Rewrite the data below as a numbered list, leaving out any blank lines.

--- Dataset entries ---

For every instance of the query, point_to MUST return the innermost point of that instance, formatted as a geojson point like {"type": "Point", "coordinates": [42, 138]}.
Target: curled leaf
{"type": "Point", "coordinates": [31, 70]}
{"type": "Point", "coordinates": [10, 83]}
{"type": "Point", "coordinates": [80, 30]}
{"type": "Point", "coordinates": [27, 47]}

---

## Answer below:
1. For every instance of the query, point_to MUST return the innermost point of that instance, formatted as a geojson point like {"type": "Point", "coordinates": [42, 138]}.
2. Target: curled leaf
3. {"type": "Point", "coordinates": [31, 70]}
4. {"type": "Point", "coordinates": [10, 83]}
5. {"type": "Point", "coordinates": [80, 30]}
6. {"type": "Point", "coordinates": [27, 47]}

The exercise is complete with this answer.